PROBLEM STATEMENT:
Output all of the data exactly, keeping any images out of the copy.

INFORMATION:
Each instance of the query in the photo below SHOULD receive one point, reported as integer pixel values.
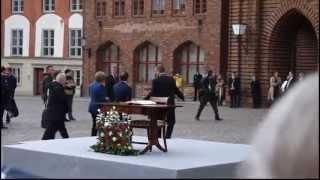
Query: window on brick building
(16, 42)
(188, 59)
(48, 42)
(119, 7)
(148, 57)
(17, 6)
(77, 77)
(101, 8)
(48, 5)
(138, 7)
(200, 6)
(76, 5)
(75, 49)
(16, 71)
(111, 58)
(179, 6)
(158, 7)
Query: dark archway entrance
(293, 45)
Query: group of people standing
(279, 87)
(8, 104)
(58, 89)
(233, 86)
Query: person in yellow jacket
(179, 80)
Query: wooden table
(154, 112)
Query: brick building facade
(184, 37)
(38, 33)
(281, 35)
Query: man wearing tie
(196, 84)
(165, 86)
(208, 94)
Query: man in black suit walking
(165, 86)
(196, 84)
(111, 80)
(234, 90)
(208, 94)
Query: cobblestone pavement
(237, 126)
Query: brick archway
(284, 48)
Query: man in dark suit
(122, 90)
(48, 79)
(57, 108)
(97, 94)
(207, 94)
(255, 92)
(165, 86)
(234, 90)
(111, 80)
(196, 84)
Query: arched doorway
(108, 57)
(293, 45)
(146, 57)
(188, 59)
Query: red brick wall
(167, 32)
(264, 47)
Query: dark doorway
(293, 45)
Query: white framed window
(16, 71)
(77, 77)
(17, 6)
(48, 5)
(16, 42)
(75, 5)
(47, 42)
(75, 49)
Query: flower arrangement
(114, 133)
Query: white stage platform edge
(73, 158)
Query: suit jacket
(57, 106)
(46, 81)
(165, 86)
(122, 91)
(208, 87)
(97, 94)
(197, 80)
(255, 88)
(110, 82)
(236, 84)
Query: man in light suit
(122, 90)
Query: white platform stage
(73, 158)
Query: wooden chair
(145, 124)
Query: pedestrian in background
(207, 94)
(234, 90)
(255, 92)
(48, 79)
(197, 77)
(70, 91)
(12, 109)
(57, 108)
(220, 90)
(98, 94)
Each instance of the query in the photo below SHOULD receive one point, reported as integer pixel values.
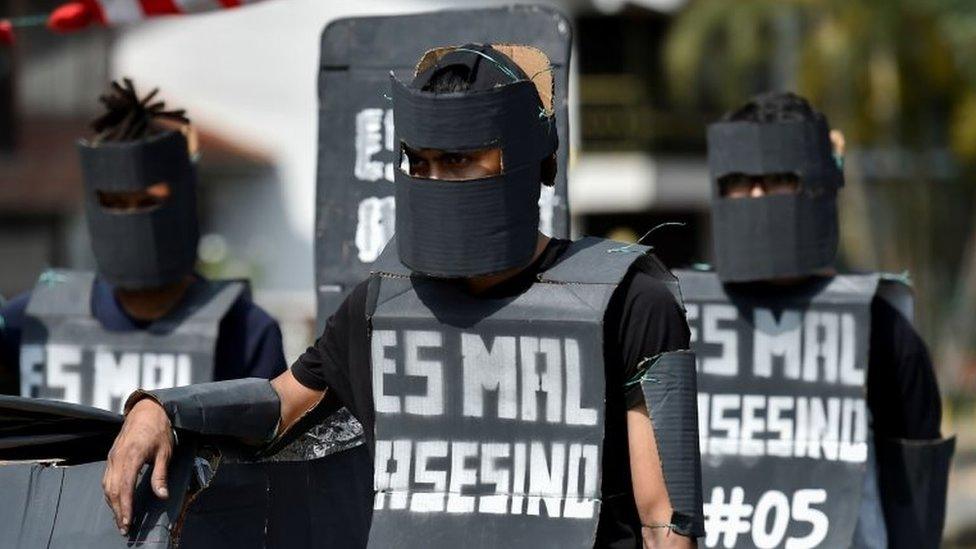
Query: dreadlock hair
(775, 107)
(128, 118)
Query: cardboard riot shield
(783, 417)
(66, 354)
(354, 203)
(52, 458)
(51, 465)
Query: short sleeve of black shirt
(903, 394)
(643, 320)
(338, 361)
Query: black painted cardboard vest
(783, 419)
(490, 412)
(66, 354)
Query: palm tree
(897, 77)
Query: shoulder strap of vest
(62, 292)
(702, 285)
(592, 260)
(897, 291)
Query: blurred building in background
(647, 76)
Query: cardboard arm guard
(671, 395)
(913, 478)
(240, 408)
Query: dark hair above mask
(472, 97)
(469, 68)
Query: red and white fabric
(115, 12)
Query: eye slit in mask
(129, 202)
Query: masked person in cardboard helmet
(514, 390)
(144, 318)
(819, 339)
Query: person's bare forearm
(660, 537)
(650, 493)
(146, 434)
(296, 400)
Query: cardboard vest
(66, 354)
(783, 418)
(490, 412)
(355, 210)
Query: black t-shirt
(643, 319)
(903, 394)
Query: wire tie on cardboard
(629, 248)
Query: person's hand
(146, 435)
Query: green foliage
(893, 75)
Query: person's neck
(151, 304)
(479, 284)
(794, 280)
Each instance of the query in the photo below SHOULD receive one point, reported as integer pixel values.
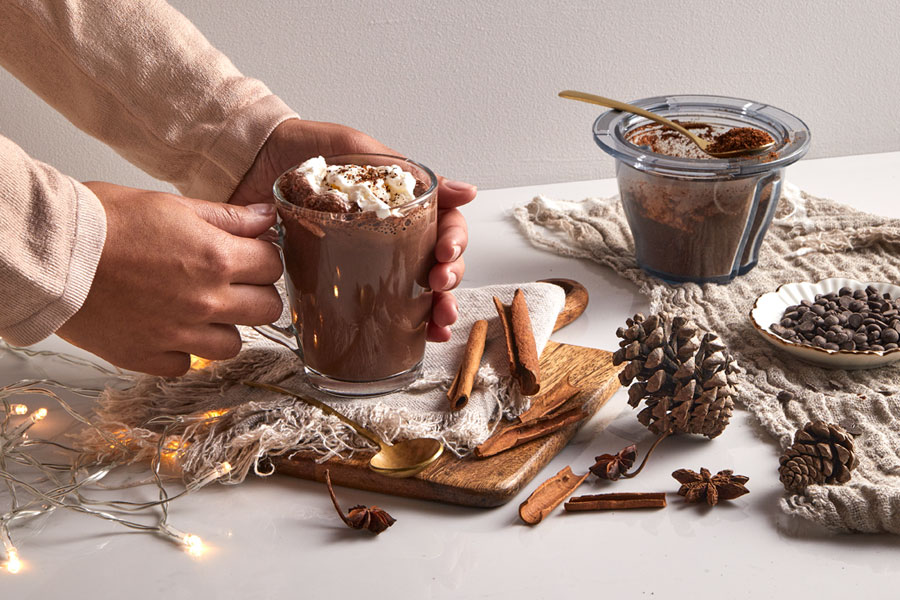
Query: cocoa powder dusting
(740, 138)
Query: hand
(174, 278)
(294, 141)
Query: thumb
(244, 221)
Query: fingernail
(262, 209)
(451, 281)
(459, 186)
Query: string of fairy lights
(41, 476)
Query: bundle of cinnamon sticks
(521, 350)
(549, 412)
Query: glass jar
(699, 219)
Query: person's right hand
(175, 277)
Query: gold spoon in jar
(701, 143)
(403, 459)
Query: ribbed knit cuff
(234, 150)
(88, 240)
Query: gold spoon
(701, 143)
(403, 459)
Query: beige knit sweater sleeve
(139, 76)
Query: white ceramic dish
(770, 307)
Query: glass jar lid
(791, 135)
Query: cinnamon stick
(620, 501)
(461, 388)
(549, 495)
(517, 435)
(550, 401)
(521, 350)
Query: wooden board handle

YOUR RESPONSE:
Each instance of the query in the photo below SHOULD receive one point, reported as integer pixel values.
Query: window on brick building
(16, 42)
(188, 59)
(48, 42)
(119, 7)
(148, 57)
(17, 6)
(77, 77)
(101, 8)
(48, 5)
(138, 7)
(200, 6)
(76, 5)
(75, 49)
(16, 71)
(111, 58)
(179, 6)
(158, 7)
Query: dark archway entrance
(293, 45)
Query: group of people standing
(279, 87)
(8, 104)
(58, 89)
(233, 86)
Query: person in yellow jacket
(179, 80)
Query: wooden table
(154, 112)
Query: brick building facade
(184, 37)
(38, 33)
(281, 35)
Query: man wearing tie
(196, 84)
(165, 86)
(208, 94)
Query: man in black suit walking
(165, 86)
(196, 84)
(111, 80)
(234, 90)
(208, 94)
Query: cobblestone pavement
(237, 126)
Query: brick archway
(284, 48)
Query: man in dark suit
(122, 90)
(48, 79)
(57, 108)
(97, 94)
(207, 94)
(255, 92)
(165, 86)
(234, 90)
(111, 80)
(196, 84)
Query: arched doorway
(108, 57)
(293, 45)
(146, 57)
(188, 59)
Query: red brick wall
(167, 32)
(264, 47)
Query: dark doorway
(293, 45)
Query: white framed window
(16, 71)
(77, 77)
(17, 6)
(48, 5)
(16, 42)
(75, 5)
(47, 42)
(75, 49)
Query: flower arrangement
(114, 133)
Query: white stage platform edge
(73, 158)
Query: suit jacket
(57, 106)
(46, 81)
(165, 86)
(122, 91)
(208, 87)
(97, 94)
(197, 80)
(255, 88)
(110, 82)
(236, 84)
Query: man in light suit
(122, 90)
Query: white platform stage
(73, 158)
Query: wooden chair
(145, 124)
Query: pedestrian in background
(207, 94)
(234, 90)
(255, 92)
(48, 79)
(197, 77)
(70, 91)
(12, 109)
(57, 108)
(220, 90)
(98, 94)
Each instance of the query in the photo below SHOULD receive one point, reported as integer pixel values.
Query: dreadlock hair
(775, 107)
(128, 118)
Query: cardboard riot shield
(783, 417)
(66, 354)
(354, 203)
(52, 458)
(51, 465)
Query: short sleeve of black shirt
(903, 394)
(643, 320)
(338, 361)
Query: black painted cardboard vest
(783, 419)
(490, 412)
(66, 354)
Query: palm tree
(897, 77)
Query: shoulder strap of vest
(62, 292)
(702, 285)
(592, 260)
(897, 291)
Query: blurred building in background
(647, 76)
Query: cardboard arm guard
(671, 395)
(913, 478)
(240, 408)
Query: dark hair above mask
(472, 97)
(469, 68)
Query: red and white fabric
(115, 12)
Query: eye slit in mask
(129, 202)
Query: masked person in cardboard helmet
(514, 390)
(144, 318)
(819, 339)
Query: person's bare forearm
(660, 537)
(650, 493)
(146, 434)
(296, 400)
Query: cardboard vest
(66, 354)
(783, 418)
(490, 412)
(355, 210)
Query: black t-shirt
(643, 319)
(903, 394)
Query: wire tie on cardboard
(629, 248)
Query: person's hand
(146, 435)
Query: green foliage
(893, 75)
Query: person's neck
(151, 304)
(479, 284)
(794, 280)
Each instance of the query in the photo below SHOULD receive one point, reported as integer pixel values.
Query: cocoa powder dusting
(740, 138)
Query: hand
(174, 278)
(294, 141)
Query: thumb
(244, 221)
Query: fingernail
(262, 209)
(451, 281)
(459, 186)
Query: string of fairy lights
(41, 476)
Query: bundle of cinnamon sticks
(521, 350)
(549, 412)
Query: glass jar
(699, 219)
Query: person's right hand
(175, 277)
Query: gold spoon in jar
(701, 143)
(403, 459)
Query: ribbed knit cuff
(234, 150)
(88, 240)
Query: gold spoon
(701, 143)
(403, 459)
Query: beige knit sweater sleeve
(139, 76)
Query: white ceramic dish
(770, 307)
Query: glass jar lid
(791, 135)
Query: cinnamon stick
(620, 501)
(461, 388)
(549, 495)
(517, 435)
(550, 401)
(521, 350)
Query: wooden board handle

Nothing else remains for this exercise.